A look at photographer Clare Strand’s latest project.

Photographer Clare Strand’s latest project offers an enigmatic look at the simple table skirt. Continuing her investigation into the complex meanings of everyday objects, Strand’s publication, Skirts, features a series of photos taken at a council-owned ballroom, where table skirting, hired from a commercial supplier, is captured unceremoniously in situ. Though in black and white, the skirts are noticeably different colours, as well as different shapes and sizes, and despite striking a similar scene, the variation between each image is uncanny. Here, Strand talks about David Lynch, working without colour, and the relationship between humour and morbidity.

What was your inspiration for Skirts?
It’s hard to pick out the defining inspiration from the plethora of stuff that allowed me to think that Skirts was a worthwhile work to make. Sometimes inspiration can be a slightly overrated concept. I prefer to work on ideas in a consistent, if disorderly way.

"I am really interested in small, specialised worlds – it’s where I feel most comfortable"

Why black and white? Also, do you shoot on film or digital?

· · ·

PROMPT 1
In the listing, from the line containing "asphalt road surface." through its end, swap "tight bounding box" for "precise bounding box" and reproduce those lines with nothing else altered.
PROMPT 2
Write the next part of the Clare Strand interview, picking up after its final question.
The listing has no connection to the interview.

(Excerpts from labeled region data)
· · ·

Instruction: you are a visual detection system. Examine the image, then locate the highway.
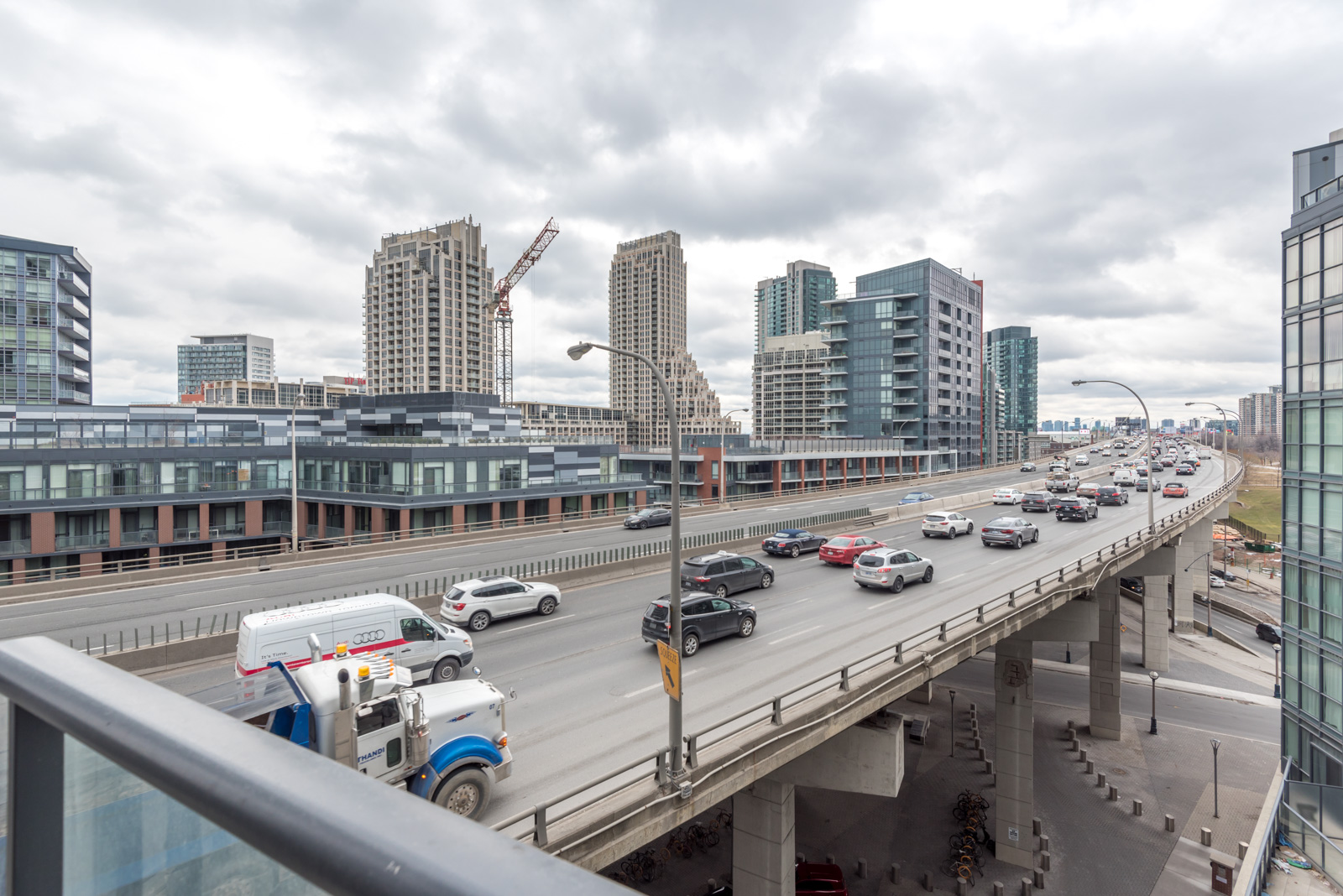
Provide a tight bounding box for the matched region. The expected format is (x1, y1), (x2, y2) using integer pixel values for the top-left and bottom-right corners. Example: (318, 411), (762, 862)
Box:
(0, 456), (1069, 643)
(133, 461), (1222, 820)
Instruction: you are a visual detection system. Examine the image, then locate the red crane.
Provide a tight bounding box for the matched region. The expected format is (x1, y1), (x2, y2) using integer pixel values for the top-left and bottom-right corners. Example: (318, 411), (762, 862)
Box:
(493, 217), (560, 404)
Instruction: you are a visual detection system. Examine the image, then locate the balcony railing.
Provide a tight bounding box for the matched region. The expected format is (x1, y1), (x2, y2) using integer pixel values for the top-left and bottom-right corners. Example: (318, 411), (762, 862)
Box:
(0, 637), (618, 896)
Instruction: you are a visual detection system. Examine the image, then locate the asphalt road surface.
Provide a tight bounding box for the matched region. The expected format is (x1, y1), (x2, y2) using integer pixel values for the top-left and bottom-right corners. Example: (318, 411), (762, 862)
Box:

· · ·

TASK OUTPUT 1
Instruction: you are a visual detection system. Examine the image, then locate the asphalt road surface.
Provide a precise bounding box for the matched region. The expected format is (x1, y1), (x2, y2) using integer pixel values for the top-left and bottom-right corners. Example: (318, 411), (762, 862)
Box:

TASK OUTPUT 2
Over the past 20 years l have tried to understand what making a photograph is as a conceptual act, what the history of this has been, what photographs could be and why any of this is important to me. I will use any kind of technical or cobbled together means to get the result that is most relevant to the idea. I have used digital and analogue cameras, no camera, someone else's pictures and magazine cuttings… I have used black and white most often in my practice, as I’ve found that it helps boil the world down to its essentials. However, I never rule out working with colour.

Are you influenced by other photographers and/or found images?
I do enjoy looking at the work of others. I like work that makes me think, and I really enjoy listening, looking and learning. However, I don’t stick to one particular area of influence, and I’m more keen on what happens to stick to me… sort of like wearing a magnetic suit and seeing what it attracts or rolling in the grass and seeing what you pick up on your jumper.

Do you know the work of Corinne May Botz? For some tangential reason, these images brought her to mind.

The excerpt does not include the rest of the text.